STATED TASK:
Could you reproduce the entire listing below word for word, leaving every line unchanged?

—————

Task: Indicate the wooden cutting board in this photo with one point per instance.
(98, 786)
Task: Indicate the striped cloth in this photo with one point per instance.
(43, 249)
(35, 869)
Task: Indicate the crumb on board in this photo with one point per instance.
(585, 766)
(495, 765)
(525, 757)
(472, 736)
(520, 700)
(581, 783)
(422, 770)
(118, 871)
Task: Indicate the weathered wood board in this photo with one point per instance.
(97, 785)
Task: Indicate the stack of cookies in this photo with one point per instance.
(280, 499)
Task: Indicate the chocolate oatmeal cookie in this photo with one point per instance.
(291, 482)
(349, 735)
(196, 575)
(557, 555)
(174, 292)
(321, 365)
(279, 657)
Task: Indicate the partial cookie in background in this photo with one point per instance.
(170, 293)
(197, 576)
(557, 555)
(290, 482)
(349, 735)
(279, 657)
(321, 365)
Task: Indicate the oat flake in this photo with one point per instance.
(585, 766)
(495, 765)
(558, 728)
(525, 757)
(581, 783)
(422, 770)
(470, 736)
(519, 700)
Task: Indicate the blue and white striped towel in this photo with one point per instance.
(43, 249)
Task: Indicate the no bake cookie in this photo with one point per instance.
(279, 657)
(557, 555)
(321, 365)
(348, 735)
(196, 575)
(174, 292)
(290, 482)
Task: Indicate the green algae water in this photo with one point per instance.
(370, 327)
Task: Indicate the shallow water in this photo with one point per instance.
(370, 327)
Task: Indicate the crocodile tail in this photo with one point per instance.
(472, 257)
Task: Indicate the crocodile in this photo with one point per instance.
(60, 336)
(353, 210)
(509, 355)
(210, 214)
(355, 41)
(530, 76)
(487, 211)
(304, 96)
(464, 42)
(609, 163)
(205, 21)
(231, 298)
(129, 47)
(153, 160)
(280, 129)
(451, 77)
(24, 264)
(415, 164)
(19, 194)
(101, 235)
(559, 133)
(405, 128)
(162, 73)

—————

WRITTEN SOLUTION:
Task: Indicate the wooden cutting board in this photo with one point per instance.
(98, 786)
Task: Indicate the striped cloth in this photo with one point per instance.
(43, 249)
(35, 869)
Task: Indicate the crumb on board in this photo with one point per instance.
(585, 766)
(495, 765)
(525, 757)
(472, 736)
(520, 700)
(581, 783)
(422, 770)
(118, 871)
Task: Indicate the weathered wood board in this photo with one point per instance.
(97, 785)
Task: Indicate the stack of cookies in this photo with one point per instance.
(280, 499)
Task: Indicate the chocolate oatmeal cookie in this photo with one point per instance.
(291, 482)
(349, 735)
(196, 575)
(557, 555)
(174, 292)
(321, 365)
(279, 657)
Task: Indicate the partial cookie in background in this photo with one point per instance.
(170, 293)
(197, 576)
(557, 555)
(290, 482)
(349, 735)
(279, 657)
(321, 365)
Task: Indicate the oat flake in this photo with one point per instance.
(585, 766)
(495, 765)
(558, 728)
(525, 757)
(581, 783)
(422, 770)
(470, 736)
(519, 700)
Task: Indicate the blue and white striped towel in this photo with one point per instance.
(43, 249)
Task: Indicate the no bake cookie in this photo with one point per instance.
(279, 657)
(557, 555)
(321, 365)
(348, 735)
(196, 575)
(174, 292)
(290, 482)
Task: Indicate the green algae water in this photo with one point per instance.
(370, 327)
Task: Indicate the shallow water in this photo with one point per instance.
(370, 327)
Task: Indicate the crocodile tail in this photo with one point per instance.
(472, 257)
Task: Indicate the crocodile in this photo with one point per instance.
(60, 336)
(353, 210)
(509, 355)
(210, 214)
(355, 41)
(530, 76)
(487, 211)
(304, 96)
(464, 42)
(609, 163)
(205, 21)
(231, 298)
(129, 47)
(153, 160)
(280, 129)
(451, 77)
(24, 264)
(415, 164)
(19, 194)
(101, 235)
(559, 133)
(405, 128)
(162, 73)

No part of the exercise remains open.